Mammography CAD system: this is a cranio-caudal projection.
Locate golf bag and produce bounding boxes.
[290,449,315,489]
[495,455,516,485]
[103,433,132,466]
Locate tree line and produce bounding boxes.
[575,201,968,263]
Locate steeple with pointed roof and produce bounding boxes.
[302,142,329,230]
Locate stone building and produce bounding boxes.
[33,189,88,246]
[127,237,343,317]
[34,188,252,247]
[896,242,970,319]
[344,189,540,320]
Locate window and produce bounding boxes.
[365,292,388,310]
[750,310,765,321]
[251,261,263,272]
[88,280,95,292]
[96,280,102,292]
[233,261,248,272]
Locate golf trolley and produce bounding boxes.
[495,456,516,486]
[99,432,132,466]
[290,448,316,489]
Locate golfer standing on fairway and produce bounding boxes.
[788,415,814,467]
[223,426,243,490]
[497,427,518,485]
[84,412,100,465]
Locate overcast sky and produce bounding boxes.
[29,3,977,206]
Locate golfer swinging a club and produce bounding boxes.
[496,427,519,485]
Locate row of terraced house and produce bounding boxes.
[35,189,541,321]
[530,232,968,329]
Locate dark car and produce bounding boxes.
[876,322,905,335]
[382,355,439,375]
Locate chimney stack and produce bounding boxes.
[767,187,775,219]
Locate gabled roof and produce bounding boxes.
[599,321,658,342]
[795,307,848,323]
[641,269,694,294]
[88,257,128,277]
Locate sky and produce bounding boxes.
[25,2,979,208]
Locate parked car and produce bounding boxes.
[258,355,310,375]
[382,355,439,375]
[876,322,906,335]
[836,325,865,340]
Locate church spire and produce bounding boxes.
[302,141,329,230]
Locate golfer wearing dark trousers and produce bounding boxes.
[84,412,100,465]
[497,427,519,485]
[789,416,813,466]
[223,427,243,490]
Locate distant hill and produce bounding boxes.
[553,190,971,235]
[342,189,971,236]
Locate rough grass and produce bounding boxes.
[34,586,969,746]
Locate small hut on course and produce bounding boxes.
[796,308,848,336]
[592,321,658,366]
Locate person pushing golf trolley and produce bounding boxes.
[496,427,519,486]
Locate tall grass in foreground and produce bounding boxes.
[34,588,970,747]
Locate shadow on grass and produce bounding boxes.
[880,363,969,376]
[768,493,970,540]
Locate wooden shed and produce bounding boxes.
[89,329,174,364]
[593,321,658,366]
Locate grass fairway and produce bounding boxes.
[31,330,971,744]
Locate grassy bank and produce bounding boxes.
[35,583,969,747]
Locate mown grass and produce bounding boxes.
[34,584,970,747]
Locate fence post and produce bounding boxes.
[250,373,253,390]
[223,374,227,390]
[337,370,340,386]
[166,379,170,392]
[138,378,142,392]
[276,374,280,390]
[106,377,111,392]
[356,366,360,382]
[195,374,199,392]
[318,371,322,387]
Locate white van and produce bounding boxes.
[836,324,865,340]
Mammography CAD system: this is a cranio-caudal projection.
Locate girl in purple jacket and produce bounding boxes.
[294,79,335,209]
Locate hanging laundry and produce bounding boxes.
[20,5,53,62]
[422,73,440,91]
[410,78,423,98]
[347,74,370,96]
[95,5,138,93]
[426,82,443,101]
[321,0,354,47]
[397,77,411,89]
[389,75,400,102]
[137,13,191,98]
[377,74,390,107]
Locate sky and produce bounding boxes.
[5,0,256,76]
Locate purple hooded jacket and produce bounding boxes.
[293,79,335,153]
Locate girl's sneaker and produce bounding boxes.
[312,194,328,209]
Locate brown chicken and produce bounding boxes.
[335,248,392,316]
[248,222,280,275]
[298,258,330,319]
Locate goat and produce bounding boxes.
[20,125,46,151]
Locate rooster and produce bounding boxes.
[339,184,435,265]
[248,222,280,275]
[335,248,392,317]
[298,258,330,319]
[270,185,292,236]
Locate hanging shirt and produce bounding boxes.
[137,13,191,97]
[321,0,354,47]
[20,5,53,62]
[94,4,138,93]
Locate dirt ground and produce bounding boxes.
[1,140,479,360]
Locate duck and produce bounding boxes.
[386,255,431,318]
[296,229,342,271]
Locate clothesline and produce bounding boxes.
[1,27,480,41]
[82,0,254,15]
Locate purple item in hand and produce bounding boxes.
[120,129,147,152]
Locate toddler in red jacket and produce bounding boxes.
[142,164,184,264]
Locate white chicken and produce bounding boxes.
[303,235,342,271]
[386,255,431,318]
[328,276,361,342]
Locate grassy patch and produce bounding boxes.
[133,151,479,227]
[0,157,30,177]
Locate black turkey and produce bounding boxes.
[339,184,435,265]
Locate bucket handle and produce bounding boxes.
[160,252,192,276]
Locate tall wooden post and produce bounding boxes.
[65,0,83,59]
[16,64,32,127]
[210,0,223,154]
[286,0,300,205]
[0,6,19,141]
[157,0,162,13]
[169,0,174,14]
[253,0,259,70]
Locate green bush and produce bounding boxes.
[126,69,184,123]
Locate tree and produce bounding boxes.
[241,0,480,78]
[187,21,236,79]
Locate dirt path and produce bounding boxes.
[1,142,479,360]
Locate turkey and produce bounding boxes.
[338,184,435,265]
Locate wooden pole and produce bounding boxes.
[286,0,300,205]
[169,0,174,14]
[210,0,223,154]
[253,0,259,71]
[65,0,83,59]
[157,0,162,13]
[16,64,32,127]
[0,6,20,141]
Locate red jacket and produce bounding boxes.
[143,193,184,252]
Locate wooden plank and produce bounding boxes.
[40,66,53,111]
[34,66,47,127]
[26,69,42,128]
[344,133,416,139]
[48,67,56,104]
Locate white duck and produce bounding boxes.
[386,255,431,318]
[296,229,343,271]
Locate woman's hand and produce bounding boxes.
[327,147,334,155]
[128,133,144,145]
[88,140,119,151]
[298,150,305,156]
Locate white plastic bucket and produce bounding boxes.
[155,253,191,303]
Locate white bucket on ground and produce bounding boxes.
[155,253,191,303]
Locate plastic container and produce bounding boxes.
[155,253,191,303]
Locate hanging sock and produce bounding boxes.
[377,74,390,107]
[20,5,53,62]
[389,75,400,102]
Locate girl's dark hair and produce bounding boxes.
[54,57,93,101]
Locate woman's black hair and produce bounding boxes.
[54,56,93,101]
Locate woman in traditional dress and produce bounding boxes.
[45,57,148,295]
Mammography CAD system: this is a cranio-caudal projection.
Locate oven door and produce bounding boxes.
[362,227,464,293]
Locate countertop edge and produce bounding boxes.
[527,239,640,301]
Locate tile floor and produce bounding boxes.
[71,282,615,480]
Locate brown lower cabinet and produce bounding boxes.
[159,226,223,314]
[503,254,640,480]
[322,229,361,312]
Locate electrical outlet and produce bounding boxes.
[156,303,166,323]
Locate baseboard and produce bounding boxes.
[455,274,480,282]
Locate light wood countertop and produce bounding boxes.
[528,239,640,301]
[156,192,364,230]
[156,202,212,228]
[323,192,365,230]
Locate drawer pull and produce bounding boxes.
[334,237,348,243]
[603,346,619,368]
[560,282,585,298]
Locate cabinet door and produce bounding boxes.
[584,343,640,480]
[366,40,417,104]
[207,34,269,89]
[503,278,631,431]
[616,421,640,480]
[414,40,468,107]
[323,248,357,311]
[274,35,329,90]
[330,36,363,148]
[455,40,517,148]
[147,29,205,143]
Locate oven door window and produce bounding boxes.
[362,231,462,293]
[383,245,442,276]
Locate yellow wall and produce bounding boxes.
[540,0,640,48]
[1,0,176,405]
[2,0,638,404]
--*--
• What the task asks
Output all of the data exactly.

• Expected answer
Mammography CAD system: this is a cranio-caudal projection.
Locate golf bag and produce bounding boxes.
[290,449,315,489]
[495,455,516,485]
[103,433,132,466]
Locate tree line and produce bounding boxes.
[575,201,968,263]
Locate steeple with pointed roof and produce bounding boxes.
[302,142,329,230]
Locate stone building and produce bounding boxes.
[33,189,88,246]
[127,237,343,317]
[34,188,252,247]
[896,242,970,319]
[344,189,540,320]
Locate window and produce bounding boxes.
[365,292,388,310]
[750,310,765,321]
[251,261,263,272]
[88,280,95,292]
[96,280,102,292]
[233,261,248,272]
Locate golf trolley and produce bounding boxes.
[495,456,516,486]
[99,432,132,466]
[290,448,316,489]
Locate golfer standing on fairway and produce bounding boxes.
[788,415,814,467]
[223,426,243,490]
[497,427,518,485]
[84,412,100,465]
Locate overcast sky and produce bounding boxes.
[29,3,977,206]
Locate golfer swinging a club and produce bounding boxes.
[496,427,519,485]
Locate row of terraced house and produce bounding boxes.
[35,189,541,321]
[530,232,968,329]
Locate dark car and produce bounding boxes.
[876,322,905,335]
[382,355,439,375]
Locate chimney stack and produce bounding boxes.
[767,187,775,219]
Locate gabled roof and produce bounding boxes.
[599,321,658,342]
[795,307,848,323]
[641,269,694,294]
[88,257,128,277]
Locate sky and produce bounding boxes.
[25,2,979,208]
Locate parked car and produce bounding boxes.
[258,355,310,375]
[382,355,439,375]
[876,322,906,335]
[836,325,865,340]
Locate church spire and produce bounding boxes.
[302,141,329,230]
Locate golfer wearing dark trousers and produce bounding boxes.
[84,412,100,465]
[497,427,519,485]
[789,416,813,466]
[223,427,243,490]
Locate distant hill and produce bounding boxes.
[553,190,971,235]
[342,189,971,236]
Locate rough grass and produce bounding boxes.
[34,586,969,746]
Locate small hut on course and produce bounding boxes.
[796,308,848,336]
[592,321,658,366]
Locate person pushing golf trolley and produce bounding boxes.
[496,427,519,486]
Locate tall grass in foreground and produce bounding boxes.
[34,588,970,747]
Locate shadow on grass and produce bounding boxes.
[880,363,969,376]
[768,493,970,540]
Locate wooden shed and produce bounding boxes.
[89,329,174,364]
[593,321,658,366]
Locate grass fairway and produce bounding boxes.
[31,330,971,744]
Locate grassy bank and produce bounding boxes.
[35,583,969,747]
Locate mown grass and produce bounding boxes.
[34,584,970,747]
Locate fence post and produce bounding boxes.
[250,373,253,390]
[223,374,227,390]
[337,370,340,386]
[166,379,170,392]
[138,378,142,392]
[276,374,280,390]
[106,377,111,392]
[356,366,360,382]
[195,374,199,392]
[318,371,322,387]
Locate white van and produce bounding boxes.
[836,324,865,340]
Mammography CAD system: this is a cranio-caudal projection.
Locate girl in purple jacket and produce bounding boxes.
[294,79,335,209]
Locate hanging laundry and produce bounding boxes.
[20,5,53,62]
[422,73,440,91]
[410,78,423,98]
[347,74,370,96]
[95,5,138,93]
[426,82,443,101]
[321,0,354,47]
[397,77,411,89]
[389,75,400,102]
[137,13,191,98]
[377,74,390,107]
Locate sky and produce bounding boxes.
[5,0,256,76]
Locate purple hooded jacket and produce bounding boxes.
[293,79,335,153]
Locate girl's sneaker and produce bounding boxes.
[312,194,328,209]
Locate brown chicken and produce bounding boxes.
[335,248,392,316]
[248,222,280,275]
[298,258,330,319]
Locate goat and produce bounding boxes.
[20,125,46,151]
Locate rooster and produce bounding boxes.
[339,184,435,265]
[248,222,280,275]
[335,248,392,317]
[298,258,330,319]
[270,185,292,236]
Locate hanging shirt and produce bounding boxes.
[137,13,191,97]
[321,0,354,47]
[20,5,53,62]
[94,4,138,93]
Locate dirt ground and produce bounding boxes.
[1,140,479,360]
Locate duck and produce bounding boxes.
[386,255,431,318]
[296,229,342,271]
Locate clothesline and produce bounding boxes.
[1,27,480,41]
[82,0,254,15]
Locate purple item in hand and produce bounding boxes.
[120,129,147,152]
Locate toddler in red jacket and produce bounding boxes.
[142,164,184,264]
Locate white chicken and produce bounding boxes.
[303,235,342,271]
[386,255,431,318]
[328,276,361,342]
Locate grassy patch and produce bounding boxes.
[133,151,479,227]
[0,157,30,177]
Locate black turkey and produce bounding boxes.
[339,184,435,265]
Locate bucket handle and produce bounding boxes.
[160,252,192,276]
Locate tall wooden post and produce bounding boxes.
[65,0,83,59]
[16,64,32,127]
[210,0,223,154]
[286,0,300,205]
[0,6,19,141]
[157,0,162,13]
[169,0,174,14]
[253,0,259,70]
Locate green bush and produce bounding boxes.
[126,69,184,123]
Locate tree and produce bounding boxes.
[241,0,480,78]
[187,21,236,79]
Locate dirt path and produce bounding boxes.
[1,142,479,360]
Locate turkey and produce bounding boxes.
[338,184,435,265]
Locate wooden pole and produce bounding boxes.
[286,0,300,205]
[169,0,174,14]
[210,0,223,154]
[253,0,259,71]
[65,0,83,59]
[157,0,162,13]
[16,64,32,127]
[0,6,20,141]
Locate red jacket and produce bounding boxes.
[143,193,184,252]
Locate wooden plank and produce bounding boxes.
[40,66,53,111]
[34,66,47,127]
[26,69,42,128]
[344,133,416,139]
[48,67,56,104]
Locate white duck and produce bounding boxes.
[386,255,431,318]
[296,229,343,271]
Locate woman's hand and produce bounding boxes.
[327,147,334,155]
[128,133,144,145]
[88,140,119,151]
[298,150,305,156]
Locate white plastic bucket and produce bounding boxes.
[155,253,191,303]
Locate white bucket on ground and produce bounding boxes.
[155,253,191,303]
Locate plastic container and produce bounding boxes.
[155,253,191,303]
Locate hanging sock and produce bounding boxes.
[377,74,390,107]
[20,5,53,62]
[389,75,400,102]
Locate girl's dark hair and produce bounding boxes.
[54,57,93,101]
Locate woman's black hair and produce bounding boxes.
[54,56,93,101]
Locate woman in traditional dress and produce bounding boxes.
[45,57,148,295]
Mammography CAD system: this is a cranio-caudal projection.
Locate oven door and produce bounding boxes.
[362,227,464,293]
Locate countertop edge and produce bounding boxes.
[527,239,640,301]
Locate tile floor and produce bounding boxes.
[71,282,615,480]
Locate brown lower cabinet and produce bounding boxes.
[159,226,223,314]
[503,254,640,480]
[322,229,361,312]
Locate electrical outlet and produce bounding boxes.
[156,303,166,323]
Locate baseboard and produce bounding boxes.
[455,274,480,282]
Locate light wood countertop and produce bounding boxes.
[528,239,640,301]
[156,192,364,230]
[156,202,212,228]
[323,192,365,230]
Locate drawer pull and produce bounding boxes.
[334,237,348,243]
[603,346,619,368]
[560,282,585,298]
Locate cabinet door and produce bounding boxes.
[584,343,640,480]
[366,40,417,104]
[207,34,269,89]
[503,278,631,431]
[616,421,640,480]
[414,40,468,107]
[323,248,357,311]
[274,35,329,90]
[330,36,363,148]
[455,40,517,148]
[147,29,205,143]
Locate oven door window and produce bounding boxes.
[362,231,462,293]
[383,245,442,276]
Locate yellow wall and produce bounding boxes.
[540,0,640,48]
[1,0,176,405]
[2,0,638,404]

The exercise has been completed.